**TEXT SECTION:**
# NGS - Quality control, Alignment, Visualisation
### SIB-SWISS
#### https://sib-swiss.github.io/NGS-introduction-training/2022.5/

-------------------------------------------------------------------------------------------------------------------------------

#### Target:
- Understand the basics of the different NGS technologies
- Perform quality control for better downstream analysis
- Align reads to a reference genome
- Visualize the output

![Screenshot%202022-08-28%20124758.png](attachment:Screenshot%202022-08-28%20124758.png)

-------------------------------------------------------------------------------------------------------------------------------

## Different techniques:
- Transcriptome characterization RNA-seq
- Epigenome characterization ATAC-seq
- DNA-protein interactions ChIP-seq
- Whole genome (assembly)
- Variant detection
- Metagenome characterization

-------------------------------------------------------------------------------------------------------------------------------

## Illumina sequencing:

- Sequencing-by-synthesis: 2nd generation sequencing
- Massive throughput: up to 500 x 109 bases/run
- Most used platform today
- 50 – 300 bp
- Paired-end (or single-end)
- Multiplexing

![Screenshot%202022-08-28%20135340.png](attachment:Screenshot%202022-08-28%20135340.png)


![Screenshot%202022-08-28%20135536.png](attachment:Screenshot%202022-08-28%20135536.png)


#### Illumina - limitations:

![Screenshot%202022-08-28%20135827.png](attachment:Screenshot%202022-08-28%20135827.png)

-------------------------------------------------------------------------------------------------------------------------------

## Long reads (3rd generation)

**WHAT TO WORK ON:**
1. In the NGS notes, which technique is listed for characterizing the epigenome?
2. Write out the part of the NGS notes starting at "- Sequencing-by-synthesis: 2nd" and ending at "Paired-end (or single-end)".

**DATA LISTING:**
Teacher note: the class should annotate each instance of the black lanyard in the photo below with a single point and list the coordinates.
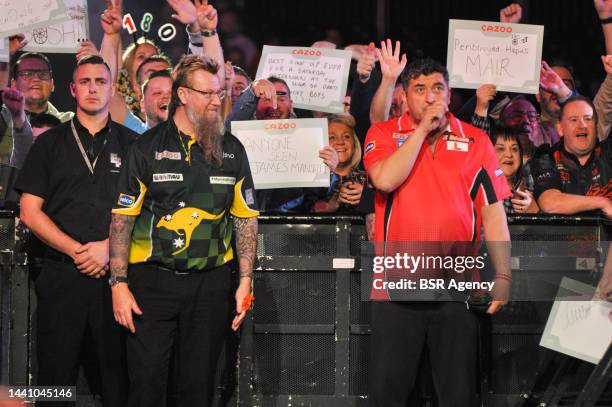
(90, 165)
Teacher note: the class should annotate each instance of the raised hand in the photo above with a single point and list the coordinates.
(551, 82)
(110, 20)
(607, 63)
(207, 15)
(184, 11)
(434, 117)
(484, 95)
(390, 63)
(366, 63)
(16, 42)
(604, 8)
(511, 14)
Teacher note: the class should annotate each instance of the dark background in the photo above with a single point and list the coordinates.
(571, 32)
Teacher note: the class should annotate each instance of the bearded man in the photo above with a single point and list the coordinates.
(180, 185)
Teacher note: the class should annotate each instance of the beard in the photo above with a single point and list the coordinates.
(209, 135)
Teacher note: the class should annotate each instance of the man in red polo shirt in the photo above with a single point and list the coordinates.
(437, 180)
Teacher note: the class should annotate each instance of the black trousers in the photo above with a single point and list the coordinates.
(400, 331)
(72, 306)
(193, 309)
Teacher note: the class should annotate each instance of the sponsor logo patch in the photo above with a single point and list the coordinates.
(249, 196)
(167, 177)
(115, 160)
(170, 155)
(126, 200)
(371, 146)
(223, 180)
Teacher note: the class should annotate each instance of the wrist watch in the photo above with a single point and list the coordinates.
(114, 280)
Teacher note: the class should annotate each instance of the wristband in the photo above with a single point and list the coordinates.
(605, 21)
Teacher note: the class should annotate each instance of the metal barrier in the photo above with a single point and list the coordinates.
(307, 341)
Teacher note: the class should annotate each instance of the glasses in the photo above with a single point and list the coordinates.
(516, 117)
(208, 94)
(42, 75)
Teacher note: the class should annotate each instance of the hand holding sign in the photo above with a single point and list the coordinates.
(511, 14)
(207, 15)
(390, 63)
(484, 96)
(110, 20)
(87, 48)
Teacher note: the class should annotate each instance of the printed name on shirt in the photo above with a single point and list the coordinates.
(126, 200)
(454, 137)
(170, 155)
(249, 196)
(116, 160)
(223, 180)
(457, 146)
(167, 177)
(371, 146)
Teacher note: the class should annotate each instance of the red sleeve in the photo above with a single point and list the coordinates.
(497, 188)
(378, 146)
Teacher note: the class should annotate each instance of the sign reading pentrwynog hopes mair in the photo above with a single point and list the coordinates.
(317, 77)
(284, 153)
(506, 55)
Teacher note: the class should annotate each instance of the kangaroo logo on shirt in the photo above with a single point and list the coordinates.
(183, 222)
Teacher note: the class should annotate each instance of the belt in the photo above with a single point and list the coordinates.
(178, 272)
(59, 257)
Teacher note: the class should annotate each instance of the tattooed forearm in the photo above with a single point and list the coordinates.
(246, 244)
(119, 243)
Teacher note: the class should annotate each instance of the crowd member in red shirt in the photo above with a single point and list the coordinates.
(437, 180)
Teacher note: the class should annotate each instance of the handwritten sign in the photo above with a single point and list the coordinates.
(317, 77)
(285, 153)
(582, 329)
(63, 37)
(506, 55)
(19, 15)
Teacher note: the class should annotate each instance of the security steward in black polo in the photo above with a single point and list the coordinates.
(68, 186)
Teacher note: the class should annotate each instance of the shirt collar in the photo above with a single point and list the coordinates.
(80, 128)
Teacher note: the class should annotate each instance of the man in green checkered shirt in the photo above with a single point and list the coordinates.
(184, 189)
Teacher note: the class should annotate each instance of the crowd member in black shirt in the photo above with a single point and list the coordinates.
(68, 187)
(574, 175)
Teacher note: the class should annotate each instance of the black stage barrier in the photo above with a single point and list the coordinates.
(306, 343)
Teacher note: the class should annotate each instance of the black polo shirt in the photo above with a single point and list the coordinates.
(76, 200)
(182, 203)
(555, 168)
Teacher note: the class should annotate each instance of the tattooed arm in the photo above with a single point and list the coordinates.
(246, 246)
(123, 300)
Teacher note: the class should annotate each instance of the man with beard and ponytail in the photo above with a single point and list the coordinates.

**ANSWERS FOR THE TASKS:**
1. ATAC-seq

2.
- Sequencing-by-synthesis: 2nd generation sequencing
- Massive throughput: up to 500 x 109 bases/run
- Most used platform today
- 50 – 300 bp
- Paired-end (or single-end)